→ EXTRAIT DU DOCUMENT:

○ ○ ○

Shahad et Line, sa cadette de deux ans, sont de cette génération « Vision 2030 », qui a grandi à l’heure de la transformation du royaume. Des bancs de l’école publique aux célébrations des fêtes nationales, elles ont été abreuvées au nationalisme exalté par le roi Salman et son fils depuis leur arrivée au pouvoir en 2015. Dans un pays où deux tiers des 19 millions de Saoudiens (sur un total de 32 millions d’habitants, avec les travailleurs étrangers) ont moins de 35 ans, la jeunesse est le creuset du nouveau récit national que les deux souverains promeuvent, entre allégeance à la famille royale et à la religion, entre respect des traditions et entrée dans la modernité.

Filles de fonctionnaires de l’éducation nationale qui ne parlent qu’arabe, les deux sœurs maîtrisent déjà bien la langue de Shakespeare. Elles ont retenu quelques mots de français et commenceront bientôt le chinois. Shahad veut devenir traductrice, Line « avoir un métier qui rapporte ». Elles sont encore un peu perdues entre le conservatisme familial et la modernité promue désormais dans le royaume, à grand renfort de divertissements et de festivals de musique. « J’adore la K-pop. Je passe mon temps à regarder sur TikTok. J’aurais aimé aller voir un groupe qui est passé à Riyad. Mais les gens disent que c’est haram [interdit], ils ont raison », regrette Line, feignant de s’en convaincre.

○ ○ ○

→ DÉTAILS DU PROBLÈME:
Modifie l'extrait sur Shahad et Line, de « Filles de fonctionnaires » jusqu'à « de s’en convaincre. » inclus, en y remplaçant « traductrice » par « interprète ».

○ ○ ○

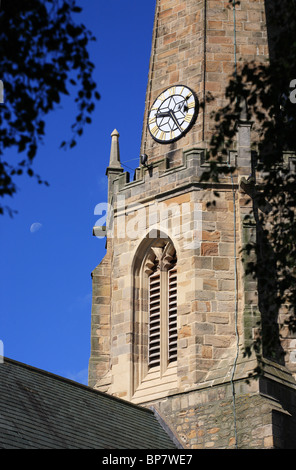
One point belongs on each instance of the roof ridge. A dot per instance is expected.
(73, 382)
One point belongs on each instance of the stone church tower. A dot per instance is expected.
(172, 309)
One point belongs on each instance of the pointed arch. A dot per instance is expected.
(154, 306)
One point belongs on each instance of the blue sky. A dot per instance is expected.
(45, 293)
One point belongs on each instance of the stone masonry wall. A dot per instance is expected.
(194, 45)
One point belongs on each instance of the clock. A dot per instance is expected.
(172, 114)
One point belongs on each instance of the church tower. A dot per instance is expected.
(172, 308)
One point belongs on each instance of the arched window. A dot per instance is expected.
(155, 309)
(162, 306)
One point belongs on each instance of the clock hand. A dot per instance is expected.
(172, 114)
(163, 114)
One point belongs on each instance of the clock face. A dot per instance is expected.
(172, 114)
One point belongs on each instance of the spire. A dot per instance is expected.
(114, 162)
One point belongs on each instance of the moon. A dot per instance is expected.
(35, 227)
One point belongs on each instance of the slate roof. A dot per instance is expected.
(40, 410)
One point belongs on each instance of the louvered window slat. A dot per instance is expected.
(154, 321)
(172, 315)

○ ○ ○

→ EXERCICE CORRIGÉ:
Filles de fonctionnaires de l’éducation nationale qui ne parlent qu’arabe, les deux sœurs maîtrisent déjà bien la langue de Shakespeare. Elles ont retenu quelques mots de français et commenceront bientôt le chinois. Shahad veut devenir interprète, Line « avoir un métier qui rapporte ». Elles sont encore un peu perdues entre le conservatisme familial et la modernité promue désormais dans le royaume, à grand renfort de divertissements et de festivals de musique. « J’adore la K-pop. Je passe mon temps à regarder sur TikTok. J’aurais aimé aller voir un groupe qui est passé à Riyad. Mais les gens disent que c’est haram [interdit], ils ont raison », regrette Line, feignant de s’en convaincre.